----- ENTRIES PROVIDED -----

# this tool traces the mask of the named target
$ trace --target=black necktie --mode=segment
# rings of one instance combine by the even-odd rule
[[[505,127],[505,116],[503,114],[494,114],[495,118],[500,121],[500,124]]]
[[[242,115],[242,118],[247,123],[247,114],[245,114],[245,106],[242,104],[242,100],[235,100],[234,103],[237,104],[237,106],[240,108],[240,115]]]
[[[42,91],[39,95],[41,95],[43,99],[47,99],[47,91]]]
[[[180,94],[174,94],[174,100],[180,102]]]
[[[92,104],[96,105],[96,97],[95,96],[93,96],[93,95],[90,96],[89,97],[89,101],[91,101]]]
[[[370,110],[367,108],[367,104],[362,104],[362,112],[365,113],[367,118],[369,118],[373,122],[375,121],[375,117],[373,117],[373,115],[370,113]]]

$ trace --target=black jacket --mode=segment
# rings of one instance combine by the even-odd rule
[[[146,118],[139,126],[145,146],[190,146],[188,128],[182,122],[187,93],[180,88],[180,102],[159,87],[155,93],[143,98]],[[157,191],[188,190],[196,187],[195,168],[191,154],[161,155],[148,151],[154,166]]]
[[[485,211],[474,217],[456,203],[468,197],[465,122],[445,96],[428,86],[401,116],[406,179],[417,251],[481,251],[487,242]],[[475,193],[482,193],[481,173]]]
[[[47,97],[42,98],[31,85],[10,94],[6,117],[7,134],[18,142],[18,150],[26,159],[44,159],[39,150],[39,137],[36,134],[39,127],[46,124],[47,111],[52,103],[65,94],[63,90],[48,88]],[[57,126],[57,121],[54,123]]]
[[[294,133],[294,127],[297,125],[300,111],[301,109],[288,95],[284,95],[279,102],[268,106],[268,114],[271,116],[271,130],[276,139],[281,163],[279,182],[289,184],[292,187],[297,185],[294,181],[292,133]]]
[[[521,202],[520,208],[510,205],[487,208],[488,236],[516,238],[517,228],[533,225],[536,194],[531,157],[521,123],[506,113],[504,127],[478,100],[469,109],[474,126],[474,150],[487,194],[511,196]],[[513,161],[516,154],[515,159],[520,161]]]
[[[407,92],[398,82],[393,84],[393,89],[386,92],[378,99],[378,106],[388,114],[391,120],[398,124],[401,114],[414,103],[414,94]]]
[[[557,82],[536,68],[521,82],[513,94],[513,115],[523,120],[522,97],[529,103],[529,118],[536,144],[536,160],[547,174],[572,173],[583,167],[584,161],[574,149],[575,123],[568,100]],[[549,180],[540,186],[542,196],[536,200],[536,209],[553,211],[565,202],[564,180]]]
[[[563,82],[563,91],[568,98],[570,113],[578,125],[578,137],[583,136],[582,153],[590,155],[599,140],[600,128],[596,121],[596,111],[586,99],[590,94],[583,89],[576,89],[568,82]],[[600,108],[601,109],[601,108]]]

-----

**WORK TASK:** After the last line of the data, restate all the entries verbatim.

**WRITTEN ANSWER:**
# this tool traces the mask of the named target
$ trace --target=black necktie --mode=segment
# rings of one instance combine by the even-odd rule
[[[505,127],[505,116],[503,114],[494,114],[495,118],[500,121],[500,124]]]
[[[242,115],[242,118],[247,123],[247,114],[245,114],[245,106],[242,104],[242,100],[235,100],[234,103],[237,104],[237,106],[240,108],[240,115]]]
[[[42,91],[39,95],[41,95],[43,99],[47,99],[47,91]]]
[[[180,94],[174,94],[174,100],[180,102]]]
[[[92,104],[96,105],[96,97],[95,96],[93,96],[93,95],[90,96],[89,97],[89,101],[91,101]]]
[[[370,110],[367,108],[367,104],[362,104],[362,112],[365,113],[367,118],[369,118],[373,122],[375,121],[375,117],[373,117],[373,115],[370,113]]]

$ trace --target=black jacket --mode=segment
# rings of one instance combine by the even-odd rule
[[[146,118],[139,126],[145,146],[190,146],[188,128],[182,122],[187,93],[180,88],[180,102],[159,87],[155,93],[143,98]],[[157,191],[188,190],[196,187],[195,168],[191,154],[161,155],[148,151],[154,166]]]
[[[485,211],[474,217],[456,203],[468,197],[465,122],[445,96],[428,86],[401,116],[406,179],[417,251],[481,251],[487,242]],[[475,193],[482,193],[481,173]]]
[[[47,97],[42,98],[31,85],[10,94],[6,117],[7,134],[18,142],[18,150],[26,159],[44,159],[39,150],[39,137],[36,134],[39,127],[46,124],[47,111],[52,103],[65,94],[63,90],[48,88]],[[57,126],[57,121],[54,123]]]
[[[294,133],[294,127],[297,125],[300,111],[301,109],[288,95],[284,95],[279,102],[268,106],[268,114],[271,116],[271,130],[276,139],[281,163],[279,182],[289,184],[292,187],[297,185],[294,181],[292,133]]]
[[[521,202],[520,208],[510,205],[487,208],[488,236],[516,238],[517,228],[533,225],[536,194],[531,157],[521,123],[506,113],[504,127],[478,100],[469,109],[474,126],[474,150],[487,194],[511,196]],[[513,161],[516,154],[515,159],[520,161]]]
[[[407,92],[398,82],[393,84],[393,89],[386,92],[378,99],[378,106],[388,114],[391,120],[398,124],[401,114],[414,103],[414,94]]]
[[[557,82],[536,68],[521,82],[513,94],[513,115],[523,120],[522,97],[529,103],[529,118],[536,144],[536,160],[547,174],[572,173],[583,167],[584,161],[574,149],[575,123],[568,100]],[[549,180],[540,186],[542,196],[536,200],[536,209],[553,211],[565,202],[564,180]]]
[[[563,82],[563,91],[568,98],[570,113],[578,125],[578,137],[583,136],[582,153],[590,155],[599,140],[600,128],[596,121],[596,111],[586,99],[590,94],[583,89],[576,89],[568,82]],[[600,108],[601,109],[601,108]]]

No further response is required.